OBIETTIVO => Nell'estratto sul film The Rule of Jenny Pen, quale attore interpreta il giudice Stefan Mortensen?

La vecchiaia non è una roba lontanissima che succede solo agli altri o nei film di Paolo Sorrentino. L’angoscia del corpo che inesorabilmente diventa una prigione, l’umiliazione della mente che perde padronanza sulla realtà – diventare anziani è la realtà più infernale che si possa immaginare.

James Ashcroft, tuttofare del cinema neozelandese, è passato alla regia con il tarlo di dare forma a questo terrore: al terzo lungometraggio dopo l’esordio Coming Home in the Dark, porta al cinema la sua primissima sceneggiatura The Rule of Jenny Pen, da un racconto di Owen Marshall incentrato su quanto male una bambolina possa fare in un centro anziani persino senza infestazioni demoniache o antiche maledizioni.

SIGLA!

Nuova Zelanda. Il giudice Stefan Mortensen (Geoffrey Rush), uno Scrooge in toga e citazioni colte, viene colpito da un ictus nel bel mezzo di una sentenza. Ristretto nei movimenti e senza famiglia su cui contare, è costretto all’umiliazione sociale e intellettiva di doversi ricoverare in una RSA. Ma nemmeno in una casa di riposo si può stare tranquill: Mortensen diventa subito il bersaglio, Dave Crealy (John Lithgow). Di giorno, è un mite omaccione inseparabile dalla sua “dementia doll” Jenny Pen. Di notte, si trasforma in un sadico torturatore che, nell’indifferenza dello staff, sottopone gli altri ospiti a un nonnismo impietoso, costringendoli a prostrarsi al dominio di Jenny Pen (leccandole le natiche, che in realtà poi sono il polso). Mortensen però è un bastardo inflessibile: si oppone alle angherie di Crealy, trovando un riluttante alleato nell’ex giocatore di rugby Tony Garfield (George Henare, Once Were Warriors – Una volta erano guerrieri), ma non prima di pagarla carissima.

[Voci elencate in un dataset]
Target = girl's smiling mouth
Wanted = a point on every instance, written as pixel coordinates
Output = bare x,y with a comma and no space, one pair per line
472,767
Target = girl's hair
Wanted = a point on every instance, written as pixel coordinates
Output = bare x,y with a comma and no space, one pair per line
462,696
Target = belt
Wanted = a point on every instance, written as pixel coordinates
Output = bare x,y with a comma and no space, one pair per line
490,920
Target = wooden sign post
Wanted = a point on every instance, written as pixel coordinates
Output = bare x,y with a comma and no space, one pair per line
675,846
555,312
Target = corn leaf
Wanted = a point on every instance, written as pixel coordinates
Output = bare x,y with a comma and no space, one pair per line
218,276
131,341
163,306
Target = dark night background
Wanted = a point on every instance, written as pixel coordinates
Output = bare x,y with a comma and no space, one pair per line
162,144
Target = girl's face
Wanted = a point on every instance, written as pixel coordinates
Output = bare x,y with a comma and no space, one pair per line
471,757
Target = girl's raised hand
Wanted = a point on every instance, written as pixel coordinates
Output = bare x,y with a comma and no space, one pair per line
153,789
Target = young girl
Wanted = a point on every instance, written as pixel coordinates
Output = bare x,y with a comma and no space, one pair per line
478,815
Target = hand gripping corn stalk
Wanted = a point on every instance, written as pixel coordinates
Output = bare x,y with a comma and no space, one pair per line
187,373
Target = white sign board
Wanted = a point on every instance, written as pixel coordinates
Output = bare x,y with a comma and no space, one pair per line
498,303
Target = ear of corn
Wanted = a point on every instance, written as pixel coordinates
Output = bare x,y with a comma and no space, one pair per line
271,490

SOLUZIONE COMPLETA => Geoffrey Rush.